Мне бы сбросить десять кило, тогда я лучше буду бегать, лучше буду играть в футбол и теннис.
— Я русский человек, люблю поесть. А потом себя ругаю…
— Никакой я не педант. У меня в быту то, что называется легким бардачком. А что касается рабочего места, то я всегда искренне восхищался теми, у кого на пустом столе с правой стороны в углу лежит тоненькая папочка с документами. И думал: вот это руководитель! Не то что я, сидящий ниже ватерлинии, которая обозначена уровнем бумаг, документов, книг на моем столе. Думать-то я думал, но до такого совершенства не поднялся, у меня бумаги хоть и не теряются, но пребывают в относительном хаосе.
Но, с другой стороны, любое хаотическое состояние — это измерение своебразной системы. Кроме броуновского движения. Хотя тут тоже внутри жидкости броуновское движение является хаотическим, а вот сама колба с жидкостью — это объект системы.
— Опять же скажу: я русский человек, и неспешные рассуждения о разных разностях доставляют мне удовольствие.
В октябре 2000 года Лужков опубликовал рассказ «Дед», в котором поведал о своей давней любви к пчелиной пасеке. Вот фрагмент рассказа.
Понимаете, когда сидишь один или с друзьями прямо рядом с ульями, то… Вся атмосфера на пасеке какая-то очень спокойная. Трудно даже сказать, в чем дело. Но такого покоя, сосредоточенности, такой (извините за высокий стиль) философской глубины созерцания нет нигде. И что интересно: вот произношу эти слова — «философия, созерцание», — обычно они ассоциируются с какой-то мрачной серьезностью, а тут — легкость, веселость, как бы даже кайф, хотя я не люблю этого слова.
Ну что, казалось бы, если рядом копошится пчела? А ты — человек! На твоей стороне интеллект, интуиция, способность абстрактно мыслить. Все преимущества. Но природа, оснастив человека такими дарами, отняла что-то самое главное: способность различения важного и неважного. Какая-то гонка засасывает, не дает заняться чем-то главным, единственным. Начинаешь, что называется, мельтешить.
А вот когда находишься среди нескончаемой пчелиной работы (пьешь чай или так отдыхаешь), то все постепенно встает на свои места. Нет, скажу по-другому: ощущаешь себя будто владельцем огромного богатства, которое не измеряется никакими рублями, словно тебе вручен ключ от сокровищницы самой жизни. И вот сидишь у входа — еще не вошел, но уже можешь ни о чем не тревожиться.
Конкретнее? Ладно. Встаешь, идешь к улью. Смотришь на пчел, когда они на нижнем летке машут крылышкими, выгоняя воздух с парами воды. Берешь пригоршнями этот воздух и вдыхаешь. Он насыщен ароматом многоцветия. Это такой дар земли, такой божественный нектар, который, может быть, неведом большинству людей. Это не одеколон, не Davidoff или «Фаренгейт». Это сама природа. От нее не пьянеешь, не впадаешь в дурноту. От нее приходит спокойствие и, думаю, здоровье.

*Что требуется*
A. Перечислите все преимущества человека, названные в выбранном тексте.
B. Выпишите из выбранного текста фрагмент от слов «Ну что, казалось» до слов «что называется, мельтешить.» включительно.

*Представленные данные*
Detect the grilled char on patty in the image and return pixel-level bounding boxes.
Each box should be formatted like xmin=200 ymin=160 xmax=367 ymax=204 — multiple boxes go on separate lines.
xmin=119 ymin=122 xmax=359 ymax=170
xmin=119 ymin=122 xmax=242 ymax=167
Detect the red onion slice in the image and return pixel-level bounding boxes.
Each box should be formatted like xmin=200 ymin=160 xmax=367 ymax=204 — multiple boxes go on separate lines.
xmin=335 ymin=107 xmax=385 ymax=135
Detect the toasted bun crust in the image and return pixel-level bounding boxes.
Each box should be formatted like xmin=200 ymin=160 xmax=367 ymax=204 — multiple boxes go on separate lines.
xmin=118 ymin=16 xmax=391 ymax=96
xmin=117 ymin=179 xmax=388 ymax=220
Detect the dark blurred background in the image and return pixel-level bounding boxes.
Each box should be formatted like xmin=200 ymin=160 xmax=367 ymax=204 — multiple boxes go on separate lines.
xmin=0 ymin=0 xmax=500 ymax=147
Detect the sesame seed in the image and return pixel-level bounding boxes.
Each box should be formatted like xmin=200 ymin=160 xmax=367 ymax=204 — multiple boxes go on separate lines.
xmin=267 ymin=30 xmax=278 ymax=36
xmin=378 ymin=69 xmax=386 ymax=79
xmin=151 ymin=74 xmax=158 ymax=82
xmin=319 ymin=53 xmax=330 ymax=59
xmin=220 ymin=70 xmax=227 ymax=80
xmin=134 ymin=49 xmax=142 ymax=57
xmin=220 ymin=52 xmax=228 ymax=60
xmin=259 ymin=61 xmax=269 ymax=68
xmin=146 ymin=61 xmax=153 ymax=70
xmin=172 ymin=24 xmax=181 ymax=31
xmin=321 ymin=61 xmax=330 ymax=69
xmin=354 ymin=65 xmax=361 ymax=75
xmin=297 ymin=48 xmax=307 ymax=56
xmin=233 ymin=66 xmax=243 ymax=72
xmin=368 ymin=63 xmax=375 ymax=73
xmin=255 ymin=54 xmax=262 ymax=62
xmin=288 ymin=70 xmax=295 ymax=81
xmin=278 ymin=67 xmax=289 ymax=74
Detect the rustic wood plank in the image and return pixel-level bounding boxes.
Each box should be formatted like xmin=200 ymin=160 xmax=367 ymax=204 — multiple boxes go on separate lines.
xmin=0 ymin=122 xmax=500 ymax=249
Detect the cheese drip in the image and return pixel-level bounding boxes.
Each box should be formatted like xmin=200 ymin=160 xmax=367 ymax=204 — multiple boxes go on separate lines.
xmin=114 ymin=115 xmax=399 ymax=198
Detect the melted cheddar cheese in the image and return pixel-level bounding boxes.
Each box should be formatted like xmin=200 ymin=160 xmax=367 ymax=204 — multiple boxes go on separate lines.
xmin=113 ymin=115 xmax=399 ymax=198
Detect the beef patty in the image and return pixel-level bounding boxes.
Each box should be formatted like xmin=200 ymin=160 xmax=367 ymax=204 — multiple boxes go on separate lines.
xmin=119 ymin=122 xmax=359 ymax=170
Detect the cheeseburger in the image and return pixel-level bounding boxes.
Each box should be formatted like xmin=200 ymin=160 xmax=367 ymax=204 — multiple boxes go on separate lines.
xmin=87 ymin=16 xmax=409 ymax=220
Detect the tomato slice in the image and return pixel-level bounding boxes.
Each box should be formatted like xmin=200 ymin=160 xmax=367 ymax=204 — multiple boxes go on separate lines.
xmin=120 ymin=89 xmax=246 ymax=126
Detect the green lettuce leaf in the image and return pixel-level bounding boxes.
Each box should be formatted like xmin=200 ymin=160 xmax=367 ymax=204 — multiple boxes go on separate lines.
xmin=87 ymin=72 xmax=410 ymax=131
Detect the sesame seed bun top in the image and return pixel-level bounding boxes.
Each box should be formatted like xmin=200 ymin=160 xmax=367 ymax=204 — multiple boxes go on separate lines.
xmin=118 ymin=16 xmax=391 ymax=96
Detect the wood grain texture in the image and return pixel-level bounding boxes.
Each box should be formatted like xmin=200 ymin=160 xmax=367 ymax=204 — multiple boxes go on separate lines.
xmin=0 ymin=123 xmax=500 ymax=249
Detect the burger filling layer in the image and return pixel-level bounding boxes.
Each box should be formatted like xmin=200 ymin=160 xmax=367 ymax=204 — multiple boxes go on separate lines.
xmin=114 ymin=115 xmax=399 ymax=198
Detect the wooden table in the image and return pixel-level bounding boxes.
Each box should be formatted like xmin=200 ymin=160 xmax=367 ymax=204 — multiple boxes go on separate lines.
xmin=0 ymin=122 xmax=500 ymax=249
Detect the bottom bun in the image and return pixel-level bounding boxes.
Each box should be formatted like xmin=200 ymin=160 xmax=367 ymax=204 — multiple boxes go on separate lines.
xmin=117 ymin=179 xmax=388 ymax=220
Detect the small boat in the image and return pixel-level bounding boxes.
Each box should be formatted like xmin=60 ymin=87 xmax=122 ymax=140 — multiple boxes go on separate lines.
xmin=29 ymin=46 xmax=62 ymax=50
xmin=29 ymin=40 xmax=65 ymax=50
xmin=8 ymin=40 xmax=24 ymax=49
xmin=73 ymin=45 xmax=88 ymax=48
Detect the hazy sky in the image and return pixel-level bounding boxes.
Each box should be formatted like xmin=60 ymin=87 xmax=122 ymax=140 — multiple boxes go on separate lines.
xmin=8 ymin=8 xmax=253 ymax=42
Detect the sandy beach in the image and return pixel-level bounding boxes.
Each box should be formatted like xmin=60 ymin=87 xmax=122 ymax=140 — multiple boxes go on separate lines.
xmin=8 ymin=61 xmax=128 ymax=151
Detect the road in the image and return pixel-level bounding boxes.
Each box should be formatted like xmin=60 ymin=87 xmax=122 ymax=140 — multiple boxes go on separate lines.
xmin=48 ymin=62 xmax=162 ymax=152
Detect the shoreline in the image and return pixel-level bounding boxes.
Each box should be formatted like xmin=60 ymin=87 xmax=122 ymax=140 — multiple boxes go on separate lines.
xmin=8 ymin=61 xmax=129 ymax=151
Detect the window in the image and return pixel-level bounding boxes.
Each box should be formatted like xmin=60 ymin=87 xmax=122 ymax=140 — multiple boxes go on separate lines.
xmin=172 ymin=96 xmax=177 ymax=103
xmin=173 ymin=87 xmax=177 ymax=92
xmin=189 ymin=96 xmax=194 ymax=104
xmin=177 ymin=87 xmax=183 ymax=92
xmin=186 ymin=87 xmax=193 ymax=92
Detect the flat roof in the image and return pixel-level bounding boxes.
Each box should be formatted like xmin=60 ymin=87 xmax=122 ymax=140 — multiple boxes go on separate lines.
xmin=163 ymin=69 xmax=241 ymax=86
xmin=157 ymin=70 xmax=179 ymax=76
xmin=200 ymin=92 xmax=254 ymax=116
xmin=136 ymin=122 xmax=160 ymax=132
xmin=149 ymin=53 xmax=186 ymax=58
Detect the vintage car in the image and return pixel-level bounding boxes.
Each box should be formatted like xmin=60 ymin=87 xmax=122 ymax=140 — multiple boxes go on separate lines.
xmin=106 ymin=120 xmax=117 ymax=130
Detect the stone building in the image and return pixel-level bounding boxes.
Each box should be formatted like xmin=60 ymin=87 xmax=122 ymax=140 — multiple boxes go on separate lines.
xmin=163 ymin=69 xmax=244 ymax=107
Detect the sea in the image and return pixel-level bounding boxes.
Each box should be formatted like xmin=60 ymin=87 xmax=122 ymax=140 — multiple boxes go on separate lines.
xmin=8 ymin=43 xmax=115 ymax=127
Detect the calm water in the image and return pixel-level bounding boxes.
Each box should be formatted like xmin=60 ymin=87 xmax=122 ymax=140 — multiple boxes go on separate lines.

*Решения заданий*
A.
- интеллект
- интуиция
- способность абстрактно мыслить

B.
Ну что, казалось бы, если рядом копошится пчела? А ты — человек! На твоей стороне интеллект, интуиция, способность абстрактно мыслить. Все преимущества. Но природа, оснастив человека такими дарами, отняла что-то самое главное: способность различения важного и неважного. Какая-то гонка засасывает, не дает заняться чем-то главным, единственным. Начинаешь, что называется, мельтешить.